[TASK DESCRIPTION]
Return each line of the items below that contains the word "uniform".

[GIVEN ENTRIES]

☆ ☆ ☆

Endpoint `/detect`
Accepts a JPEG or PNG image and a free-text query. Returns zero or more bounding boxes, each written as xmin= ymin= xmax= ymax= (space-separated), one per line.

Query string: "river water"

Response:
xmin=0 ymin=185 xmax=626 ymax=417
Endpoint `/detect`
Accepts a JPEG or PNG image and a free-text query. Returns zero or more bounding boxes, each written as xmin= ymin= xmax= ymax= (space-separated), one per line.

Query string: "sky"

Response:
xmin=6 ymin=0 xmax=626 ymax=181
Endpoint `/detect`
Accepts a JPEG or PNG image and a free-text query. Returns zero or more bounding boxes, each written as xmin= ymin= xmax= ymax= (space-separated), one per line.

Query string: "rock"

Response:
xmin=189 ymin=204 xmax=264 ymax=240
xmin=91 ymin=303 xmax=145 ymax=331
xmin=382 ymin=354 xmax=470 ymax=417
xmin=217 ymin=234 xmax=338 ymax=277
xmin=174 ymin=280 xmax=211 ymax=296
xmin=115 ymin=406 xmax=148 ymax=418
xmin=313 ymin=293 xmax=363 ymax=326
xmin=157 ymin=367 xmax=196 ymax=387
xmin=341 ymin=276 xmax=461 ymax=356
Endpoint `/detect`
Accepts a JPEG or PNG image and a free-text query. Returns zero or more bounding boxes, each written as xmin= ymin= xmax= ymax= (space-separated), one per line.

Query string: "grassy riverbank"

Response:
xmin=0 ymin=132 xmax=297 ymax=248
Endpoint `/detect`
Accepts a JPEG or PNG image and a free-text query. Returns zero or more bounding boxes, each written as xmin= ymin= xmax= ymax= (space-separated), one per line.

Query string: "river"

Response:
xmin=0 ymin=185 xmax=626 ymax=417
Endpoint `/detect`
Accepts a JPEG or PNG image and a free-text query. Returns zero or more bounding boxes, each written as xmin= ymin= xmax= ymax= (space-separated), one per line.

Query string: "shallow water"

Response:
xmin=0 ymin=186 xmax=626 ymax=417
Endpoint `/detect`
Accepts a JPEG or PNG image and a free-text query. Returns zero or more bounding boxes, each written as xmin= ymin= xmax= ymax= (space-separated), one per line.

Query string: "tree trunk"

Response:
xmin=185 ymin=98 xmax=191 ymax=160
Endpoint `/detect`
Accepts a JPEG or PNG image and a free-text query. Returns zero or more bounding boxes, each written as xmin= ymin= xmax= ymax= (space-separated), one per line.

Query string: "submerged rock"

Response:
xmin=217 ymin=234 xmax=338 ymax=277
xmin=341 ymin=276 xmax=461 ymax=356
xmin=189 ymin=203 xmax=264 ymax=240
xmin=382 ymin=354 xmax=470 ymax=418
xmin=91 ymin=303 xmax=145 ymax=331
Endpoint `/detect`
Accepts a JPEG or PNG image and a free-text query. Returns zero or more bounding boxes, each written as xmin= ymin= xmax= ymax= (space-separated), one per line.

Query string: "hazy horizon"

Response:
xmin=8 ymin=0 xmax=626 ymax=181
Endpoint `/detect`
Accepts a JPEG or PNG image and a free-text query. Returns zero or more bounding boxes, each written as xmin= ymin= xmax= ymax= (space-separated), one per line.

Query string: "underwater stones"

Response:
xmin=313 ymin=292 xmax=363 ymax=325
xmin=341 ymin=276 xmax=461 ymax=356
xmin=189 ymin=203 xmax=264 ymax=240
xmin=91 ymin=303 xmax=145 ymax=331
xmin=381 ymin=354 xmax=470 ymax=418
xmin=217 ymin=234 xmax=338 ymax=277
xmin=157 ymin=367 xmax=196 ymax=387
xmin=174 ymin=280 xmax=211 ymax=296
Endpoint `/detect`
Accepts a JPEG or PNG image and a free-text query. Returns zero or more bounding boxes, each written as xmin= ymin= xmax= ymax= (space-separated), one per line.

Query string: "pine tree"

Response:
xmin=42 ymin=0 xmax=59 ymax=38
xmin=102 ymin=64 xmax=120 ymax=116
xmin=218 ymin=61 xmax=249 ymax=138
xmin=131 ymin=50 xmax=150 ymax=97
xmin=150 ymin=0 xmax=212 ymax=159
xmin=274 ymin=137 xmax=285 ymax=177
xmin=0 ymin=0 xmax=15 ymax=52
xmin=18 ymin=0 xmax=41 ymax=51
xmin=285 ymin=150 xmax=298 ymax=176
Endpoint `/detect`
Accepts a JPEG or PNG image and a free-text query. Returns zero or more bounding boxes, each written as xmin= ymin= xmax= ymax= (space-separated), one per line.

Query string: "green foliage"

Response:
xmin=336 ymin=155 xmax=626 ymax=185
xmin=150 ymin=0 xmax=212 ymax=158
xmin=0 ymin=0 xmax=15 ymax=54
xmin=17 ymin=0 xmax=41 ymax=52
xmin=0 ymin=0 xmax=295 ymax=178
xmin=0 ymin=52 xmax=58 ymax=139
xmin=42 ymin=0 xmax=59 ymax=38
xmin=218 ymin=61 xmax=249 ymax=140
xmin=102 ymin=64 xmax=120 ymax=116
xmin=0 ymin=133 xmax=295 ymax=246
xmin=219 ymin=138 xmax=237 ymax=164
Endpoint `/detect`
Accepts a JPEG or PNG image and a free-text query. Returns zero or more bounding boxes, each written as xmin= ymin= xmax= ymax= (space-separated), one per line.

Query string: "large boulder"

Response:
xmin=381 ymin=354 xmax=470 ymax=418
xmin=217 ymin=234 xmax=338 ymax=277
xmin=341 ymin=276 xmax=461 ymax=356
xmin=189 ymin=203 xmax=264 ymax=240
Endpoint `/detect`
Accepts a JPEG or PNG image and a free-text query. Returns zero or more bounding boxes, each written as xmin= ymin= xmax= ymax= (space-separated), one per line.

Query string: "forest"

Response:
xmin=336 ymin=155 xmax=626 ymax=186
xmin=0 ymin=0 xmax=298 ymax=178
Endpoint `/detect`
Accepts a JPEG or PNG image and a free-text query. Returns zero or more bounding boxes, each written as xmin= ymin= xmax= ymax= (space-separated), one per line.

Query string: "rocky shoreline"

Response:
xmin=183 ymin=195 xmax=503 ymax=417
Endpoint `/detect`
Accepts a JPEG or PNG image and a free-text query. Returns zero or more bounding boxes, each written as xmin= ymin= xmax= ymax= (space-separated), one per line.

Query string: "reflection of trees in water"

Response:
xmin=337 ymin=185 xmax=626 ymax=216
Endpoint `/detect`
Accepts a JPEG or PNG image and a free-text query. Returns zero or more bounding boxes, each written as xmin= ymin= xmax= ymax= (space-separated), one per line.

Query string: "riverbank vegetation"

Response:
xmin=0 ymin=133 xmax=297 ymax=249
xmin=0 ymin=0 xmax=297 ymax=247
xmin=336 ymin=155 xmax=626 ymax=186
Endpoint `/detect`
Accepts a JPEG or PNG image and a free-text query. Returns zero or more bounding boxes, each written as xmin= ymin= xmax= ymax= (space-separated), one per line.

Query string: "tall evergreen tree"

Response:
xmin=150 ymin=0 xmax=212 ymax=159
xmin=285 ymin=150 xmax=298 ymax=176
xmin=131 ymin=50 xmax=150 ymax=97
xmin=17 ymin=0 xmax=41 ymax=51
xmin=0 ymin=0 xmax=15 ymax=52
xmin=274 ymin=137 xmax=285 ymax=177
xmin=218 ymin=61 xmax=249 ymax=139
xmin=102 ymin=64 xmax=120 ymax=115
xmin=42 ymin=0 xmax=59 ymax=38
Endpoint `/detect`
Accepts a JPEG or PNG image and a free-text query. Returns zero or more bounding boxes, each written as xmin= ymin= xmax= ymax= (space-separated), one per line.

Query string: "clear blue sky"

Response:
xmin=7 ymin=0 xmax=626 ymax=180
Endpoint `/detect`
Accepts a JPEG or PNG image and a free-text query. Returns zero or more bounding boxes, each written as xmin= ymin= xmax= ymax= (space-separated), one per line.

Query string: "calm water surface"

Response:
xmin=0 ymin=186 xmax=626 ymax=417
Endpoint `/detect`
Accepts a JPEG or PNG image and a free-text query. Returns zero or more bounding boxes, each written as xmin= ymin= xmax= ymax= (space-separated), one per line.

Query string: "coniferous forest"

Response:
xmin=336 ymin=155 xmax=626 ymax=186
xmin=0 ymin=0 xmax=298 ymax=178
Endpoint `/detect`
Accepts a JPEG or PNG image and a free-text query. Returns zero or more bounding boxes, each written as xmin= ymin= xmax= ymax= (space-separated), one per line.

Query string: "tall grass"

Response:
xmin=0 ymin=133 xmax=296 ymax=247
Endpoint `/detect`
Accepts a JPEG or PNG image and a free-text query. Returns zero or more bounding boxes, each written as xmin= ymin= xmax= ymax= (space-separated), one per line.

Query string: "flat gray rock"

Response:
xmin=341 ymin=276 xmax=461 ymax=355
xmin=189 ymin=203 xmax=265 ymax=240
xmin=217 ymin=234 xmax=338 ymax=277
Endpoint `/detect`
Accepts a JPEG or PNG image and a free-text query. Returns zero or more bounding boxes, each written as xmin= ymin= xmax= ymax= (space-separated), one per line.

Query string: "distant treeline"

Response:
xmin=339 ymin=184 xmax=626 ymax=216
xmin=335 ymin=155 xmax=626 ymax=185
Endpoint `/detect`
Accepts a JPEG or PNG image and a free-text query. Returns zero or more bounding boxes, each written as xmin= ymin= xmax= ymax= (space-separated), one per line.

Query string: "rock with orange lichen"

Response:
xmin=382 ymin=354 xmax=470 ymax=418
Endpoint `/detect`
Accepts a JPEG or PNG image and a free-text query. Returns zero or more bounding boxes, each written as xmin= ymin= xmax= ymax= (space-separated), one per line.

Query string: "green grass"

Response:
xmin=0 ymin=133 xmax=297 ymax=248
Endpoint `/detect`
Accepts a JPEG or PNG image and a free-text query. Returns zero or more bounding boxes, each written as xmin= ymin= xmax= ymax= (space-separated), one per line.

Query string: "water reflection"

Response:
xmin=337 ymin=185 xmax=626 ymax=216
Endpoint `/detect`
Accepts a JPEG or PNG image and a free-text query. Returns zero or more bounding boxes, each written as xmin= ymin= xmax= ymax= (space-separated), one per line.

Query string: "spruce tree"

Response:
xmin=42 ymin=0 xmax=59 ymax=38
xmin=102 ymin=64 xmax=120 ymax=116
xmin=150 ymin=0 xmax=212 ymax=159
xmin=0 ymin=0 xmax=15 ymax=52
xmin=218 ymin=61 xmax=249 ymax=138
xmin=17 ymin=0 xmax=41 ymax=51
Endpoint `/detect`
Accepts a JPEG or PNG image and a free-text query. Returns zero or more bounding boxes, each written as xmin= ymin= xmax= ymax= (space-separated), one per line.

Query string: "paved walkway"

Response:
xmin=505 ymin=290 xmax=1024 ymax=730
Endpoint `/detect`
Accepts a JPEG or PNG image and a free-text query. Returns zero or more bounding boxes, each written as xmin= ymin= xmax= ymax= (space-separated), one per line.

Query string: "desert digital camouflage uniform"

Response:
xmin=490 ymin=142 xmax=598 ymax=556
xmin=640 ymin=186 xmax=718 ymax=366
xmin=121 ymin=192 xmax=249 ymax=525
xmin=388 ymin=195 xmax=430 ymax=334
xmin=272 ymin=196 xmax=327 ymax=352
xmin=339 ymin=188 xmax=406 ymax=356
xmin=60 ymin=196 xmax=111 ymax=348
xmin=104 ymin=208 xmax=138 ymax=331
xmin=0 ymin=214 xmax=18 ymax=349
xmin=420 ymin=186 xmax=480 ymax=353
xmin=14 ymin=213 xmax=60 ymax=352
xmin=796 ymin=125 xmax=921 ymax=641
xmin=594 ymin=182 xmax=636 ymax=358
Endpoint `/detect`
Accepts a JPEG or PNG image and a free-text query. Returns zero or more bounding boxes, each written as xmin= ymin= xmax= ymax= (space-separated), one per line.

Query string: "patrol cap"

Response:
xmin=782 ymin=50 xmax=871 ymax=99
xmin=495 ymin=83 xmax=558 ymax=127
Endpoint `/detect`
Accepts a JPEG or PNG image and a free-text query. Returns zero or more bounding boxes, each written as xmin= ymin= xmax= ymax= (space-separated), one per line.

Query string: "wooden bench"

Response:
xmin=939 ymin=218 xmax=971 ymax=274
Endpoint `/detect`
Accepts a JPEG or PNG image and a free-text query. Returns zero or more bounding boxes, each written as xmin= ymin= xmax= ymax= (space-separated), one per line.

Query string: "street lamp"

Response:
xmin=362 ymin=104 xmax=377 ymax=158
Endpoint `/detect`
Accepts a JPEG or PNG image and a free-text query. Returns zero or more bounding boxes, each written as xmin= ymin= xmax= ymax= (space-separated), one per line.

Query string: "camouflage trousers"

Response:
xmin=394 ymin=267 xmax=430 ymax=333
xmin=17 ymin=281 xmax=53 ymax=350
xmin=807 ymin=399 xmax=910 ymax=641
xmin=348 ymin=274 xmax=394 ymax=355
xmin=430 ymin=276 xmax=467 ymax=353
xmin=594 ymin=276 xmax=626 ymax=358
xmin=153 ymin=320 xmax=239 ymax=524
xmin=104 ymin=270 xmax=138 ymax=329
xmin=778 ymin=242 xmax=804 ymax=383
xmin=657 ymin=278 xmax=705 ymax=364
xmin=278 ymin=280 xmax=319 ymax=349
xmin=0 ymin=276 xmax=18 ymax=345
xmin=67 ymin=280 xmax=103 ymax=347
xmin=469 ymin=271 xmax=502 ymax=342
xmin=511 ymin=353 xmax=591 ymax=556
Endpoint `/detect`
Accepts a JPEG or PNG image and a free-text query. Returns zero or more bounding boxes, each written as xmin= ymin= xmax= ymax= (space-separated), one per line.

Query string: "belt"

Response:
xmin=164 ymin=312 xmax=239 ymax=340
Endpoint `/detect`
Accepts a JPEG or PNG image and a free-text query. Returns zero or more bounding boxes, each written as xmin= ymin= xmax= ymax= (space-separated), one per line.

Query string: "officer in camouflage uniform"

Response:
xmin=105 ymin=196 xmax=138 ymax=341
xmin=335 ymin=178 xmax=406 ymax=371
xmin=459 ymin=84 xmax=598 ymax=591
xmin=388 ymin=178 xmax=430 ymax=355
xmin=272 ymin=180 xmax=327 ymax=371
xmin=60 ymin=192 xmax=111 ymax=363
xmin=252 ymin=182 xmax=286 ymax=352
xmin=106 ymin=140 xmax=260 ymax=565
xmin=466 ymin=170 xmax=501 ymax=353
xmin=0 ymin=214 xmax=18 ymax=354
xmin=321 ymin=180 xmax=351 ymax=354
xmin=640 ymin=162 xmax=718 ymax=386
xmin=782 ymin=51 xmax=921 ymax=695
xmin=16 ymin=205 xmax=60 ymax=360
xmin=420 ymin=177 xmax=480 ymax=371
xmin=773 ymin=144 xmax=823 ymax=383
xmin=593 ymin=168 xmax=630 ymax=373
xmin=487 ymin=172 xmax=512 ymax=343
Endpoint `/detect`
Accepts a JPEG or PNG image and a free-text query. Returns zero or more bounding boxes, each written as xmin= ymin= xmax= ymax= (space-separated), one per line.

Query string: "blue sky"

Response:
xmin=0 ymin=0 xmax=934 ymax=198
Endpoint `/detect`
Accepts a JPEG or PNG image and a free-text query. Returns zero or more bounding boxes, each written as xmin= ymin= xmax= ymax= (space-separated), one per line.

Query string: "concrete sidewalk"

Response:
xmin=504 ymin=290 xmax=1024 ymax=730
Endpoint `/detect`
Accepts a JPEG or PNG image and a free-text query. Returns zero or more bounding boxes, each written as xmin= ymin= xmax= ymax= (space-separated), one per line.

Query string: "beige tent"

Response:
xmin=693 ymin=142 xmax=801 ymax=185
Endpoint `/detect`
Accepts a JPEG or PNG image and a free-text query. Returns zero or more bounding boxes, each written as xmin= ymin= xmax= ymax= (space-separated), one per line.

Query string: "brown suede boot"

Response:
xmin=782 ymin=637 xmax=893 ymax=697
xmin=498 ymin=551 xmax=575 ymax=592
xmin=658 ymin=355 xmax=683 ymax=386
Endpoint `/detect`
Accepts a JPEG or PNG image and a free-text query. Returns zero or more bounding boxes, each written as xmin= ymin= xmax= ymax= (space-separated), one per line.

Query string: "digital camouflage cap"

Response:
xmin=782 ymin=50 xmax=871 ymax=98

☆ ☆ ☆

[EXERCISE ANSWER]
Query string: "desert digital camouflage uniform"
Query string: "officer in camouflage uniform"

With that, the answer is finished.